> _Exercise data_:
---*---

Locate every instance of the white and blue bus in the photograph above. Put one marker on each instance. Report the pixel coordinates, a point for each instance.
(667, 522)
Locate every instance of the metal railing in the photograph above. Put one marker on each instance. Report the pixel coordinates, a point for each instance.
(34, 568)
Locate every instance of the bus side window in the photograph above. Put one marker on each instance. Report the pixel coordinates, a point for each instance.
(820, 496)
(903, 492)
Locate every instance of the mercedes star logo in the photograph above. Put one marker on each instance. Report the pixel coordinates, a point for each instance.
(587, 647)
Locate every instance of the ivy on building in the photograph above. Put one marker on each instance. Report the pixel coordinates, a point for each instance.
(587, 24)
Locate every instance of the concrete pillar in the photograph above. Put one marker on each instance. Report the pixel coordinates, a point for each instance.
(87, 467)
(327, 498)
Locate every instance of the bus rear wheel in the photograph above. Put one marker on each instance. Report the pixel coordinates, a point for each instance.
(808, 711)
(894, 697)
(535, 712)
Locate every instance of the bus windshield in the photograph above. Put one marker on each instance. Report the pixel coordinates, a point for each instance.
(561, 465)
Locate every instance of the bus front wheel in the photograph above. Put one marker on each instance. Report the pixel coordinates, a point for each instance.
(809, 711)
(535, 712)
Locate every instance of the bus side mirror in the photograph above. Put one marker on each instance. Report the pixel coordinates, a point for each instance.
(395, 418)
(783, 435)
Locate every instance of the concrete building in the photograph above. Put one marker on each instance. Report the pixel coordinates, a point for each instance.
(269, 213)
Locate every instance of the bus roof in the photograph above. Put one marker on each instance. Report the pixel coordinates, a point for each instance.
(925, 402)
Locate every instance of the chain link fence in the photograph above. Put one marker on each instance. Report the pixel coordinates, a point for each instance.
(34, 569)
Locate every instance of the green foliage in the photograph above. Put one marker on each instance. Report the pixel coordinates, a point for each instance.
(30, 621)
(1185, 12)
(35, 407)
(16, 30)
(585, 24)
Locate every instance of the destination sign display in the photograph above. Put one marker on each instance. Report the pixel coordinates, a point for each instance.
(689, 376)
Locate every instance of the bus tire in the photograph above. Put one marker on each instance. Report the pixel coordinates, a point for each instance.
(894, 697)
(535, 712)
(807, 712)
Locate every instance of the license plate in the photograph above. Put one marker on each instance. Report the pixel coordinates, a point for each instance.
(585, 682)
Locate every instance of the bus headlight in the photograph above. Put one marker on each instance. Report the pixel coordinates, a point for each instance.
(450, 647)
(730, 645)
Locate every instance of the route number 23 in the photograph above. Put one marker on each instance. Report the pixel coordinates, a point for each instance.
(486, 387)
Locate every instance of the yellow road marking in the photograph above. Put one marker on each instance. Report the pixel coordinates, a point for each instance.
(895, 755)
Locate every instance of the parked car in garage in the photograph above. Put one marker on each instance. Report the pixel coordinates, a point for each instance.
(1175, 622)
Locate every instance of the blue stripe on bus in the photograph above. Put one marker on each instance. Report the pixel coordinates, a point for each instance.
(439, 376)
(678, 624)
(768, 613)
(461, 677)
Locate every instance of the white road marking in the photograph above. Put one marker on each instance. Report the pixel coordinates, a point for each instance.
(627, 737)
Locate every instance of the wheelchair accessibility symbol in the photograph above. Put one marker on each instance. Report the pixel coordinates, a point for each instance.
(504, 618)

---*---

> _Task goal_:
Retype the data exactly as given.

> _Result for this exercise_:
Locate every instance of the white and blue bus in the photograph above. Put one marker on each instance. Report the pixel coordinates, a point for each instance.
(667, 522)
Locate every instance of the metal railing in the photograph above. Put one marker on each instance. Report the pixel coordinates, a point for each instance.
(34, 568)
Locate every instance of the bus side window in the photograph above. Put one marker on each instance. Report the pixel coordinates, a point for each instance.
(820, 496)
(903, 492)
Locate every instance of the mercedes star logo in the photograph above. Put one marker on each instance. Report the pixel coordinates, a point for each instance.
(587, 647)
Locate every instance of the ivy on building in the photograph above. Put one marker on each instance. Report the pixel coordinates, a point for each instance.
(587, 24)
Locate every instance of the concrete pillar in the photograph above. Put one marker on each instance. Report the pixel coordinates, a point for each instance.
(87, 467)
(327, 498)
Locate every instance of the bus rear wheel in the photograph above. Put one marker on each instance. Report the pixel coordinates, a point for each instance.
(808, 711)
(894, 697)
(535, 712)
Locate every instance of the bus windshield in the photograph above. Put one marker on each instance. Report the pixel coordinates, a point for each instance.
(561, 465)
Locate every instance of the bus front wheel in the photograph above. Put one marker on each instance. Report the pixel coordinates, a point for each instance.
(809, 711)
(535, 712)
Locate every instance of the bus side mirror in the photograph above. Put one marker on each instance. Report the pixel coordinates, a point for each instance.
(395, 418)
(783, 435)
Locate every instance of the concrete building in the photograph above. Put one marker on each instance. Report the pixel coordinates, a point for each instance.
(269, 213)
Locate every instance of the bus roof in the photograph above. Put one marker on each instance. Report the pixel coordinates, a point for each instance.
(925, 402)
Locate every instance of the chain link fence in the photograph above. Put one marker on each instance. Report the pixel coordinates, a point for each instance.
(34, 569)
Locate every instance of the green foliage in the photograph above. Put one marker on each instance. Report the pixel coordinates, a point for each instance.
(30, 621)
(1185, 12)
(35, 407)
(16, 30)
(585, 24)
Locate every instance of the destination sign display in the photograph above. Put one marker on each instance. Report the pixel coordinates, a point for each instance.
(689, 376)
Locate every instance of the bus tire in the photograph above. Put one marker on each instance. Report the pixel coordinates, a point for each instance.
(894, 697)
(535, 712)
(807, 712)
Locate every instance of the license plate in the photograph above. Put one marker on each instance. Report the pixel coordinates, a point for each instance.
(585, 682)
Locate every instance of the bus headlight in the photograph above. Put one marker on each instance. Report the pixel coordinates, a point for each instance.
(450, 647)
(730, 645)
Locate every instance of the route number 23 in the photograph above. Put one marker on each instance. Report the pixel coordinates, a point for each instance.
(486, 387)
Locate every instance of the yellow road marking in the photograph above. Put one marker on each instance. Report the pixel coordinates, a point for each instance.
(895, 755)
Locate every instance of the parked car in garage in the photograph above. Put one marker on each instance. Report the pixel coordinates, a point for each instance.
(1175, 622)
Locate every instance of the blue stripe on bus in the photograph above. Put one marker on each instance. Report the pixel coordinates, a point for each instance.
(439, 376)
(678, 624)
(768, 613)
(461, 677)
Locate every instance of the white road marking in the photograph above. Put one marker on each instance. Report the pixel coordinates, a point for each instance.
(627, 737)
Locate every instance of the wheelchair accessibility symbol in the photograph above. Put one marker on each instance. Report the pixel coordinates, a point for each instance.
(504, 618)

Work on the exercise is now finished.